* [What is needed]: Below are lines of data; restate word for word those running from the line containing "Note: spot each instance of the white sea" to the line containing "Note: spot each instance of the large", inclusive, and no others.

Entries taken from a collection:
---------------

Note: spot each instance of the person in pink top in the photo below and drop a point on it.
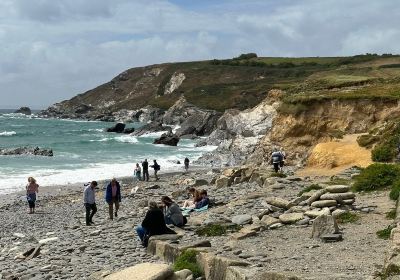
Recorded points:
(31, 189)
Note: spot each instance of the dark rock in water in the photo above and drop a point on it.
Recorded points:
(150, 128)
(129, 130)
(118, 128)
(24, 110)
(26, 151)
(169, 139)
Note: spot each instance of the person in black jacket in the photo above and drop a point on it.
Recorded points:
(153, 224)
(145, 168)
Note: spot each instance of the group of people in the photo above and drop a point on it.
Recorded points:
(137, 174)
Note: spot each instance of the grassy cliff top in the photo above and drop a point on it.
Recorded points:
(244, 81)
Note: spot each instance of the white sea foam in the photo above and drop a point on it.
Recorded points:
(8, 133)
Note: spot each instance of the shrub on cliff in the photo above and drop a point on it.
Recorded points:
(383, 153)
(377, 176)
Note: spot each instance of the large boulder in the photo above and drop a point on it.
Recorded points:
(24, 110)
(151, 128)
(168, 138)
(118, 128)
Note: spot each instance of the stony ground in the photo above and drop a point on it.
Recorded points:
(75, 251)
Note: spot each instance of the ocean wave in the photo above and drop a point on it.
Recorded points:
(8, 133)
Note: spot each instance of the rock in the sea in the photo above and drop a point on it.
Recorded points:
(168, 138)
(151, 128)
(118, 128)
(324, 224)
(24, 110)
(26, 151)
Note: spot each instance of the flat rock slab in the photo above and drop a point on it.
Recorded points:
(291, 218)
(337, 189)
(242, 219)
(144, 271)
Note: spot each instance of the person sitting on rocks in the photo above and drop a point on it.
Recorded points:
(31, 189)
(196, 198)
(153, 224)
(137, 172)
(113, 196)
(172, 212)
(205, 201)
(89, 200)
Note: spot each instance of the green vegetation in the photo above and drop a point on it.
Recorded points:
(385, 233)
(187, 260)
(391, 215)
(377, 176)
(348, 217)
(309, 188)
(278, 174)
(217, 229)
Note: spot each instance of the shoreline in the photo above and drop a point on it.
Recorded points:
(49, 192)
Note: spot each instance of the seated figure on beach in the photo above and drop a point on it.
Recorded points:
(205, 201)
(172, 212)
(192, 202)
(113, 197)
(153, 224)
(31, 189)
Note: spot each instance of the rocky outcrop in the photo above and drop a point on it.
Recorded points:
(151, 128)
(26, 151)
(169, 139)
(24, 110)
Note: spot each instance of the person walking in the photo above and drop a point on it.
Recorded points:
(156, 168)
(145, 168)
(113, 197)
(32, 188)
(137, 172)
(89, 200)
(186, 162)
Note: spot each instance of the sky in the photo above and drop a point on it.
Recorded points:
(52, 50)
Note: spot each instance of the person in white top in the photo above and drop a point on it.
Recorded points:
(89, 200)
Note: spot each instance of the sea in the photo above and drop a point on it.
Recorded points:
(83, 151)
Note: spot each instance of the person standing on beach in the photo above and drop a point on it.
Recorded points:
(89, 200)
(156, 168)
(145, 167)
(113, 197)
(31, 189)
(186, 164)
(137, 172)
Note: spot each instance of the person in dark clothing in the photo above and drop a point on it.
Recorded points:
(113, 196)
(186, 164)
(145, 168)
(156, 168)
(153, 224)
(204, 200)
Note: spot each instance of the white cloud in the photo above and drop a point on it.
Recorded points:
(53, 49)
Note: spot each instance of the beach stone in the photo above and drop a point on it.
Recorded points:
(269, 221)
(322, 225)
(47, 240)
(291, 218)
(337, 189)
(241, 219)
(324, 203)
(144, 271)
(278, 202)
(338, 196)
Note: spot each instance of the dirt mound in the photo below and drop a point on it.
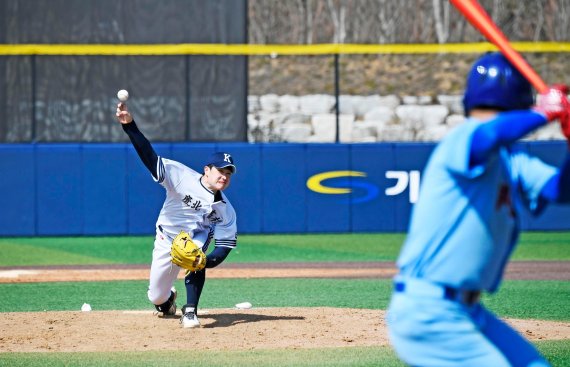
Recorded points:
(225, 329)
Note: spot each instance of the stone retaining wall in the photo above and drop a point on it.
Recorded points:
(375, 118)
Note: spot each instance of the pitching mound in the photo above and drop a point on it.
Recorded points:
(254, 328)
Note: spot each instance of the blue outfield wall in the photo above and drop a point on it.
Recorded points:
(104, 189)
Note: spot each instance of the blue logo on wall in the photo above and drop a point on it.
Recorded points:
(348, 183)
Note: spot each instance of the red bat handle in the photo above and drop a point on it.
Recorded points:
(479, 18)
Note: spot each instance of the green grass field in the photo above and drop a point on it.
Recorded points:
(518, 299)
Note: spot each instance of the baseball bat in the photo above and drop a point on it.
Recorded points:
(479, 18)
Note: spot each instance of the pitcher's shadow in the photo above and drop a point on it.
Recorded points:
(225, 320)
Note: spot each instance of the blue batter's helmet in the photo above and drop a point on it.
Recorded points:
(494, 83)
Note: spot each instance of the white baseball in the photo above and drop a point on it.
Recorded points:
(123, 95)
(243, 305)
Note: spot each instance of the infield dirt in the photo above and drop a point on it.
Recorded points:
(255, 328)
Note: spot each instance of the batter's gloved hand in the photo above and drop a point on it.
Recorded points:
(554, 103)
(555, 106)
(186, 253)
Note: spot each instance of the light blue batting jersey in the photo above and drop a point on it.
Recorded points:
(464, 225)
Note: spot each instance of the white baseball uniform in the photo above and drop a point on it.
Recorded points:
(191, 207)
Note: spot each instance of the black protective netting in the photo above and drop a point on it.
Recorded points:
(73, 98)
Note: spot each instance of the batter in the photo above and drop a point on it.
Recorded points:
(466, 224)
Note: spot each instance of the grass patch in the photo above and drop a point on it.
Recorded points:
(321, 357)
(546, 300)
(557, 352)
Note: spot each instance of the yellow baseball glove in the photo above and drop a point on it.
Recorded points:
(186, 254)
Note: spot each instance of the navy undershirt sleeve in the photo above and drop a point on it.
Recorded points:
(217, 256)
(503, 130)
(142, 146)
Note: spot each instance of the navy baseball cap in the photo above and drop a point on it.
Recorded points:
(222, 160)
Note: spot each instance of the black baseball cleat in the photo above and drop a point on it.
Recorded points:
(189, 318)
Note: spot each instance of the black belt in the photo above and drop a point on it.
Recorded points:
(431, 289)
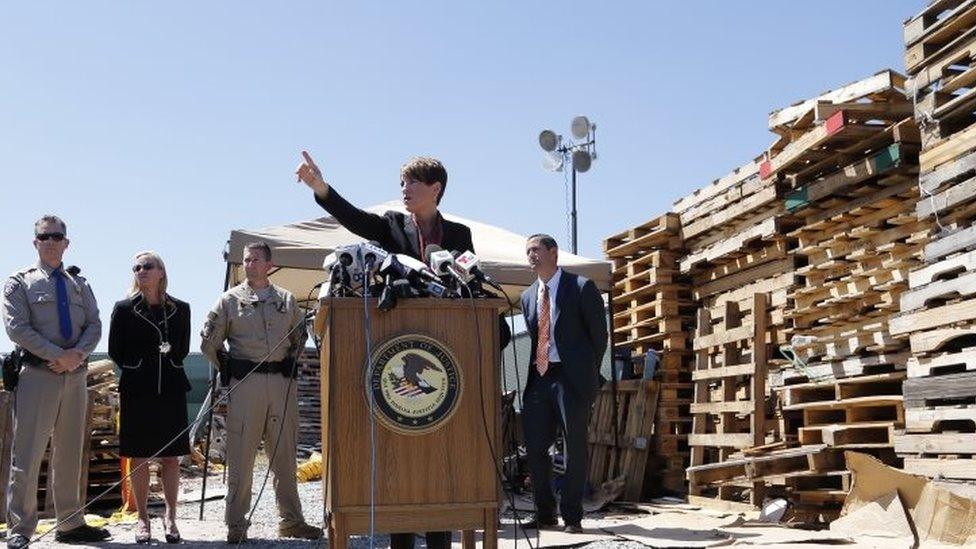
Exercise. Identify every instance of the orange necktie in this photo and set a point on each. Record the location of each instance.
(542, 348)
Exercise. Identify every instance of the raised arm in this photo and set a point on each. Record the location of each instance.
(365, 224)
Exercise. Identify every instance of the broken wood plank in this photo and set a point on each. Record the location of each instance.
(933, 318)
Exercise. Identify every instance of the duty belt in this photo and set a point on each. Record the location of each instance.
(240, 368)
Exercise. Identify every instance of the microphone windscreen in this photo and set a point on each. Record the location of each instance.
(430, 249)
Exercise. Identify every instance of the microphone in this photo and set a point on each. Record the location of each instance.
(468, 262)
(351, 271)
(330, 265)
(416, 273)
(373, 255)
(440, 261)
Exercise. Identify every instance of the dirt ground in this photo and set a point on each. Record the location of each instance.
(662, 524)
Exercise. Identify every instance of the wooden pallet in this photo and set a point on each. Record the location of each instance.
(761, 467)
(833, 144)
(659, 233)
(717, 428)
(628, 454)
(881, 87)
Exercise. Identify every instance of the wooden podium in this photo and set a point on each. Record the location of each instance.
(437, 402)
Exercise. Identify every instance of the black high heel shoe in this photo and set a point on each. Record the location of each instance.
(143, 537)
(170, 537)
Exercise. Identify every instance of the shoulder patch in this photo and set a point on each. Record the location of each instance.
(10, 287)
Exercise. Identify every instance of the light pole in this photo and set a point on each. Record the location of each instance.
(580, 155)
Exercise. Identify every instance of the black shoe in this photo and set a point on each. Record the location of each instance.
(17, 541)
(82, 534)
(540, 523)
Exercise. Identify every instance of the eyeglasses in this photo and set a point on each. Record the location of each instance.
(44, 237)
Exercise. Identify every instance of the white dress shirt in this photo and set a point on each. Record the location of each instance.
(553, 285)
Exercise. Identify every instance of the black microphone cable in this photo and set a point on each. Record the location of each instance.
(367, 326)
(281, 425)
(484, 421)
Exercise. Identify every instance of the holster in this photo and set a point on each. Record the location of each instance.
(11, 369)
(239, 369)
(223, 367)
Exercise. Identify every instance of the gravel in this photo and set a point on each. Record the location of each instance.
(263, 532)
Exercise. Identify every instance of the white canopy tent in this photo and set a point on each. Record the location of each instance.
(299, 249)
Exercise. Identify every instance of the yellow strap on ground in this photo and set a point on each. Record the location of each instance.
(311, 469)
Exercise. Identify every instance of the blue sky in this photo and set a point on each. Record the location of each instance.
(164, 126)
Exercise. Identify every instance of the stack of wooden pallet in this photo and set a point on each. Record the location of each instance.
(849, 160)
(852, 171)
(940, 56)
(309, 404)
(103, 467)
(734, 232)
(938, 313)
(624, 452)
(653, 313)
(729, 408)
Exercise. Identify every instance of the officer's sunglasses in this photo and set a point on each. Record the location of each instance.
(44, 237)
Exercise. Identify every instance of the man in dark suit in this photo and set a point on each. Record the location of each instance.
(567, 322)
(422, 184)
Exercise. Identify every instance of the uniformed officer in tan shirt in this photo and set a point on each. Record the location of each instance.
(265, 332)
(51, 314)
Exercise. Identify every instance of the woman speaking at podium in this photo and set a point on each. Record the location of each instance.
(422, 184)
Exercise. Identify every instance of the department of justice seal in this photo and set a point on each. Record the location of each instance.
(416, 384)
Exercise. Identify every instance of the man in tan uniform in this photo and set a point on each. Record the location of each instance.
(51, 313)
(265, 332)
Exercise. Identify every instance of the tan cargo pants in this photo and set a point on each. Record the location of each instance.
(256, 411)
(47, 407)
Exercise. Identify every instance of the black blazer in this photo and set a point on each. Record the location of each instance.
(580, 322)
(133, 343)
(397, 233)
(394, 231)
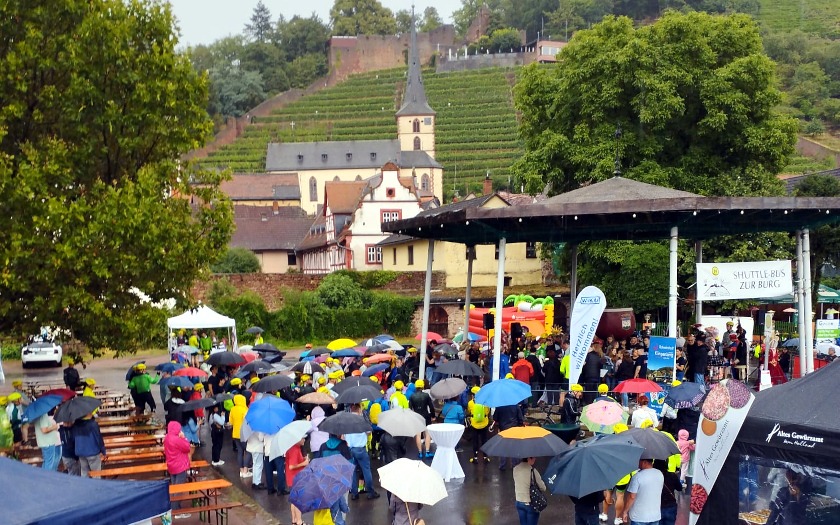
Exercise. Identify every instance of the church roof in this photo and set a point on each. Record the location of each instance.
(339, 155)
(414, 99)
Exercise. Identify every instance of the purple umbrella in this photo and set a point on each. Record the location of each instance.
(321, 483)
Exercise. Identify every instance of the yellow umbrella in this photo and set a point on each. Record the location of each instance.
(340, 344)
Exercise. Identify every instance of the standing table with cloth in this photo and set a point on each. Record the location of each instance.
(446, 437)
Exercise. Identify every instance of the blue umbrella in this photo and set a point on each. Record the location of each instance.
(347, 352)
(685, 395)
(177, 381)
(40, 406)
(503, 392)
(269, 414)
(168, 367)
(375, 369)
(321, 483)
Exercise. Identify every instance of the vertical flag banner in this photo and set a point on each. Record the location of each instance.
(724, 412)
(586, 314)
(662, 360)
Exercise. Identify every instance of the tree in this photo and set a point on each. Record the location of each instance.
(236, 260)
(693, 95)
(90, 183)
(431, 19)
(260, 26)
(825, 240)
(362, 17)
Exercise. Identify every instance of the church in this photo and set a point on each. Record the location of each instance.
(412, 152)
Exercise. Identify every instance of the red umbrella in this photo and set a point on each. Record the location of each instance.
(65, 393)
(637, 386)
(249, 356)
(190, 371)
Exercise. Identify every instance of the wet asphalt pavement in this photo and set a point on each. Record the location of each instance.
(485, 496)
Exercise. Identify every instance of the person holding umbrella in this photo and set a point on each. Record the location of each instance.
(523, 474)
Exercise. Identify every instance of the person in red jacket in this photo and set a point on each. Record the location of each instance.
(177, 450)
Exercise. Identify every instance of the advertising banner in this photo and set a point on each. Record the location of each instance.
(662, 360)
(828, 330)
(586, 314)
(751, 280)
(724, 412)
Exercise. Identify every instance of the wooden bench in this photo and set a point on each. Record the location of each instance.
(135, 470)
(220, 510)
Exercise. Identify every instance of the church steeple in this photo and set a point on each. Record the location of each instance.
(414, 98)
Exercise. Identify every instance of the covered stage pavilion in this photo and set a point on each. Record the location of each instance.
(623, 209)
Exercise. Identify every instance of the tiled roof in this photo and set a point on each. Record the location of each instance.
(262, 186)
(261, 228)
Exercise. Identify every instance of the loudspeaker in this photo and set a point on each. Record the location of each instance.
(488, 321)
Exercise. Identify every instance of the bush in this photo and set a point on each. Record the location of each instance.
(237, 260)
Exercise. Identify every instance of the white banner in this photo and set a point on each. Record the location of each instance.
(586, 314)
(724, 412)
(752, 280)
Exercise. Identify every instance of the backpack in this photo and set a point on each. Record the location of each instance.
(479, 413)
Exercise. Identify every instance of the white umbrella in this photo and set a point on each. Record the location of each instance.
(393, 344)
(412, 481)
(288, 436)
(401, 422)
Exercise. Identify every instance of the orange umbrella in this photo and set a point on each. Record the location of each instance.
(379, 358)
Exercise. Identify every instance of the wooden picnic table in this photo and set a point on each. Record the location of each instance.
(135, 470)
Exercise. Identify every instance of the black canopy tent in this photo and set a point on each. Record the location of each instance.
(791, 436)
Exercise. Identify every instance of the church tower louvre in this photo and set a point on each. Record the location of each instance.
(415, 118)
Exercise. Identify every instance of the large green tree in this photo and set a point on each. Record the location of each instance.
(96, 109)
(693, 95)
(362, 17)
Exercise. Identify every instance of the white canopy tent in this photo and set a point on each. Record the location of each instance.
(204, 317)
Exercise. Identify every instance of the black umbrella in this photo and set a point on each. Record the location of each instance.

---------------

* [Task answer]:
Note: spot each instance of the white sea foam in the photo above and drop a point on it.
Recorded points:
(8, 133)
Note: spot each instance of the shrub on cliff in the photo above and drop a point on it.
Recorded points:
(383, 153)
(377, 176)
Note: spot each instance of the large boulder in the photo above and drop a point on it.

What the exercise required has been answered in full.